#### Task to complete
Print everything from the line containing "</instance>" down to the line containing "positive clicks: (390, 61)", both included, from the entries below. Omit the pictures.

(Listed entries Opens)

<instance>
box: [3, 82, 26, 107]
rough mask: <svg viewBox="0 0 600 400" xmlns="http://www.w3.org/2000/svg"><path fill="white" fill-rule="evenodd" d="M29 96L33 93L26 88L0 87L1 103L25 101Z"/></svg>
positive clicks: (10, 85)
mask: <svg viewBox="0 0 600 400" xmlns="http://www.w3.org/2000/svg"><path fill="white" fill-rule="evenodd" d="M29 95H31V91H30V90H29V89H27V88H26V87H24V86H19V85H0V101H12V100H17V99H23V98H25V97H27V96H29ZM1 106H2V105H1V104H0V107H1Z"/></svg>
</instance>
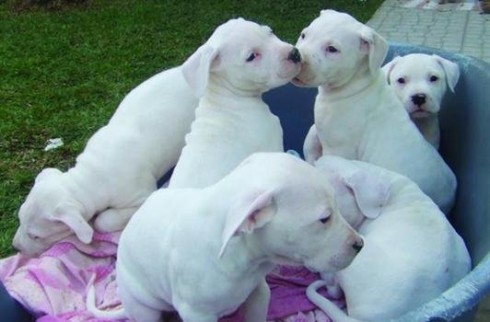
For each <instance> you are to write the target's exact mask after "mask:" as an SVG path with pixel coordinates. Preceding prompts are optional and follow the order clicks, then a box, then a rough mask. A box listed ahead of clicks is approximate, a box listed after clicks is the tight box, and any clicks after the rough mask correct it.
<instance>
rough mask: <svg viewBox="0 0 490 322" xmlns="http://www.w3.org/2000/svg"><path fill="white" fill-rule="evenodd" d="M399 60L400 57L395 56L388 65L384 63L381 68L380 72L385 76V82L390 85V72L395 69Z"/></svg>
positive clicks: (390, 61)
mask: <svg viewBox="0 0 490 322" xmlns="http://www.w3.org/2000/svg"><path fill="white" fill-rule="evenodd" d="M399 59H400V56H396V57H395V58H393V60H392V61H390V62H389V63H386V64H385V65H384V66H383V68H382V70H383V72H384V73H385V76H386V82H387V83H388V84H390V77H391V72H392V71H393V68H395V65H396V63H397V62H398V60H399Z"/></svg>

(Listed entries Closes)
(Listed entries Opens)

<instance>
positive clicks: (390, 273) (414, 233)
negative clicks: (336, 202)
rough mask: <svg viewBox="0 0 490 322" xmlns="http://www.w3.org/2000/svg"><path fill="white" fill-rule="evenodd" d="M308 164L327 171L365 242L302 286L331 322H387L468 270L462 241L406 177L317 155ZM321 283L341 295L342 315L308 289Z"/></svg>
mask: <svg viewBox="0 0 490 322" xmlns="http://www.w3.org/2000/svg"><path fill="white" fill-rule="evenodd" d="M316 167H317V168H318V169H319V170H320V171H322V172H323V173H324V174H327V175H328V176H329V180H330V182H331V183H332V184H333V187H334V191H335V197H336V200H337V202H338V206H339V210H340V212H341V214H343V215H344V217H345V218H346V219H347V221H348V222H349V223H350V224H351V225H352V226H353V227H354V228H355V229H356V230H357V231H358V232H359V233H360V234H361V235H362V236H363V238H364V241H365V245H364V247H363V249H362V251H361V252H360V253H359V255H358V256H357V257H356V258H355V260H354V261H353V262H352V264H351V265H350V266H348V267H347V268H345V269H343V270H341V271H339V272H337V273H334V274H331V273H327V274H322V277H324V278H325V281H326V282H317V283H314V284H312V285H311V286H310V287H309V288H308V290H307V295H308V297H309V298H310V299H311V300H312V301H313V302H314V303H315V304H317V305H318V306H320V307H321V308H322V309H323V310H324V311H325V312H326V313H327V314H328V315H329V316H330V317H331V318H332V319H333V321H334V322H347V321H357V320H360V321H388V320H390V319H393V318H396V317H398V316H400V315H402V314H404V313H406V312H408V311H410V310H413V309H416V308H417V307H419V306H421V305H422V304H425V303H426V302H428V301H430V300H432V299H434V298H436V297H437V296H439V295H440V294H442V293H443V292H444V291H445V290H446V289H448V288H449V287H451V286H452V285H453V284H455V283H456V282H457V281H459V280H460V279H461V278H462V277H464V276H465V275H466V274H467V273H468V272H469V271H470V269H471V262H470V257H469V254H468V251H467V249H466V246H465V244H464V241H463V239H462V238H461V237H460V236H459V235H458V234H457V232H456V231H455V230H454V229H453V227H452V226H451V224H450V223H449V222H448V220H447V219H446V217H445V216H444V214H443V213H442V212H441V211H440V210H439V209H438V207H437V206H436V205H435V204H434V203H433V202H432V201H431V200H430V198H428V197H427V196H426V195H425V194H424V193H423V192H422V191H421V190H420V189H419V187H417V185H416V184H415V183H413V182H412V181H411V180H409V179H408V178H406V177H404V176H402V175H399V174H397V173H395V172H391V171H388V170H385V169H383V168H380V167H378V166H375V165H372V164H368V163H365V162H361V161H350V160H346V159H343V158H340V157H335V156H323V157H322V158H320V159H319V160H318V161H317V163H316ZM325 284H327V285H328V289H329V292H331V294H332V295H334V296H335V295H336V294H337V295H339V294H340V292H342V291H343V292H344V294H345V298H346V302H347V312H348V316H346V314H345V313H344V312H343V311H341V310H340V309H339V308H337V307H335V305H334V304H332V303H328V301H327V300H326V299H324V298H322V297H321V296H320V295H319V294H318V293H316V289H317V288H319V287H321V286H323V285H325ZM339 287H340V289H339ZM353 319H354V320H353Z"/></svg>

(Listed entries Closes)

#### Solution for this task
</instance>
For each <instance> you are to write the target's exact mask after "mask:" as an SVG path with pixel coordinates. Preceding prompts are optional and follow the order clicks, then a box, then a rough mask. A box listed ahead of clicks is approximate, a box listed after clicks is the tight box, and any clicks after the rough mask correct it.
<instance>
rough mask: <svg viewBox="0 0 490 322" xmlns="http://www.w3.org/2000/svg"><path fill="white" fill-rule="evenodd" d="M399 60L400 57L395 56L388 65L384 63L381 68L380 72L385 76V82L390 85V72L395 69Z"/></svg>
positive clicks: (390, 61)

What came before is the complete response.